• **Instructions to follow**
Please list all lines of the material below in which the string "every" occurs.

• **Data listing**

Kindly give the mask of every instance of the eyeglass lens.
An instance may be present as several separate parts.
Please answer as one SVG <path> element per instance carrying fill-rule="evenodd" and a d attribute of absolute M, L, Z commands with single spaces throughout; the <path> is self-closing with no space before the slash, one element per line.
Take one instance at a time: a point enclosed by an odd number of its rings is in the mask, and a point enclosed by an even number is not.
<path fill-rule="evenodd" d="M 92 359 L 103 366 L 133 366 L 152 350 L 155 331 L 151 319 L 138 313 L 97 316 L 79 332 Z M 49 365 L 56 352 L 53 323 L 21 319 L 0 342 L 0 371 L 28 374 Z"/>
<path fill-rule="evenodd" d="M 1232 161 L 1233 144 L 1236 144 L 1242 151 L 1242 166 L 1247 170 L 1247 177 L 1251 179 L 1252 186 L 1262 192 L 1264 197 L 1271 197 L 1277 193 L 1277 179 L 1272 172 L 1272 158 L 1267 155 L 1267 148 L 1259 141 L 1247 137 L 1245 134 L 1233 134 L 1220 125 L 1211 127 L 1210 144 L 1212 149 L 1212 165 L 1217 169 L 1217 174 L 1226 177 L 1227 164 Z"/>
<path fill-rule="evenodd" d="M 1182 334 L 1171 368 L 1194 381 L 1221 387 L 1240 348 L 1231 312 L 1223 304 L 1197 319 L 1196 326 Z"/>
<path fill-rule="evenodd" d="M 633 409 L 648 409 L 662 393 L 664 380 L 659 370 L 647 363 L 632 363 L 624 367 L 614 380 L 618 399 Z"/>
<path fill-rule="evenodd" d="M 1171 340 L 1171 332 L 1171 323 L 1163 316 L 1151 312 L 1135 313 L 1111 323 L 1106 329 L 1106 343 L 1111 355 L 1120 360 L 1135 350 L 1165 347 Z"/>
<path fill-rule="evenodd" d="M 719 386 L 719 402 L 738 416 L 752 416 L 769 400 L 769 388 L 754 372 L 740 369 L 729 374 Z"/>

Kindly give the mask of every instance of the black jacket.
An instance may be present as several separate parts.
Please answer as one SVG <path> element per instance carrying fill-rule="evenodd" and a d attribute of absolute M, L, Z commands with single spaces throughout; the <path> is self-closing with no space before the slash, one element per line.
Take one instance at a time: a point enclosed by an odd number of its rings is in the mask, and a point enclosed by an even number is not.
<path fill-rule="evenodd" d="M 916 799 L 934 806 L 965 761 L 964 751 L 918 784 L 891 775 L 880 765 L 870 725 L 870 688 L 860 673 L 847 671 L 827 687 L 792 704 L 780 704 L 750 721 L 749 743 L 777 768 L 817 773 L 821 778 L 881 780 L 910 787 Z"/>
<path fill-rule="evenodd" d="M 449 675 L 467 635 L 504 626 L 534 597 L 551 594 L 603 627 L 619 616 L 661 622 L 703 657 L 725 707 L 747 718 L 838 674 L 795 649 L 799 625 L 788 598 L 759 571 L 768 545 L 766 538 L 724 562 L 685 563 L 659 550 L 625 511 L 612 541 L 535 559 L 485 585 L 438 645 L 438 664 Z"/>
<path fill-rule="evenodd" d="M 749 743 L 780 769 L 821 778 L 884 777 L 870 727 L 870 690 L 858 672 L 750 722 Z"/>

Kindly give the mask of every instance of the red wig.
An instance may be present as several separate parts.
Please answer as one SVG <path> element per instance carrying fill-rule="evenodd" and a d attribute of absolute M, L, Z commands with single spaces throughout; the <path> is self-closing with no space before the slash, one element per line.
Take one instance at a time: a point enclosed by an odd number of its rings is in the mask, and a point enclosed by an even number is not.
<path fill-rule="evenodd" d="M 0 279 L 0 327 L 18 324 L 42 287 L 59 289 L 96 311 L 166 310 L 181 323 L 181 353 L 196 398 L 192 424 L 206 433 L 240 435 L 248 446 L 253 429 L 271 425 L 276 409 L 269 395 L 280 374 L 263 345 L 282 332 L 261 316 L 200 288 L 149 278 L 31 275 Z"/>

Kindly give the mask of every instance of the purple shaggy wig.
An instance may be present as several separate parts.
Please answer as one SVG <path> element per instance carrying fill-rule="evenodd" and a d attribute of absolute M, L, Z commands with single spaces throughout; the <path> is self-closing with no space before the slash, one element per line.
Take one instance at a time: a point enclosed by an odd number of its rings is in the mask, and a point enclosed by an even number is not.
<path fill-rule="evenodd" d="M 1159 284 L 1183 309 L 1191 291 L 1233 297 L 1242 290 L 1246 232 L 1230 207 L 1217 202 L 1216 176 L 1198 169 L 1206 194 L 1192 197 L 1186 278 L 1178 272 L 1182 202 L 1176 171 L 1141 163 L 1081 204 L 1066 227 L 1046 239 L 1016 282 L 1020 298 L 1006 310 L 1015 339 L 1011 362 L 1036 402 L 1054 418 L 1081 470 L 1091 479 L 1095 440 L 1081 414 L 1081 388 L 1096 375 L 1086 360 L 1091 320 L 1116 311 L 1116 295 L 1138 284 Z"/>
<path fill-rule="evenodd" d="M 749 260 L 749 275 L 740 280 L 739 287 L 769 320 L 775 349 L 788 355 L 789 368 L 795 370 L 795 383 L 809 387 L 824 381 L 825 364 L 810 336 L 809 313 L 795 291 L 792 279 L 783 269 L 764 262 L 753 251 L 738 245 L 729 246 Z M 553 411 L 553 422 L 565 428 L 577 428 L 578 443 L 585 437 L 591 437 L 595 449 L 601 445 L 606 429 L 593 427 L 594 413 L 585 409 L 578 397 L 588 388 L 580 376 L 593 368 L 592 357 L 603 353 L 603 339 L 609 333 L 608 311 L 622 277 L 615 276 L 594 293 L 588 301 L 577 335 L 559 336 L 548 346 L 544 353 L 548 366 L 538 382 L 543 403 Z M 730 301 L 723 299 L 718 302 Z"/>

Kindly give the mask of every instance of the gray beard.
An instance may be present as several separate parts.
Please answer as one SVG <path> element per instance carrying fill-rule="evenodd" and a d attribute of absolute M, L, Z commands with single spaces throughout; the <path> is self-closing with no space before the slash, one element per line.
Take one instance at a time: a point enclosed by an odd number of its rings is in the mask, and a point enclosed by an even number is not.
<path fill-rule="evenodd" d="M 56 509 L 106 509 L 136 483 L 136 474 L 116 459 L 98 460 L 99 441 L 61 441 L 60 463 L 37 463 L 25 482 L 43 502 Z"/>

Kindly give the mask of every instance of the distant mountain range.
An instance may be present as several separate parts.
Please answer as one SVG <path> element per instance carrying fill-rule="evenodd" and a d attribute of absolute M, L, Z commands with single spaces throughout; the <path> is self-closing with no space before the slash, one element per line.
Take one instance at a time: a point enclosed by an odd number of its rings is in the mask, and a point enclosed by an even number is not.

• **Answer section**
Kindly give the mask of every instance of the eyeglass lens.
Kindly give the mask of every instance of the black jacket.
Kindly give the mask of every instance of the red wig.
Kindly give the mask of every instance of the purple shaggy wig.
Kindly give the mask of every instance of the gray beard.
Kindly give the mask of every instance of the distant mountain range.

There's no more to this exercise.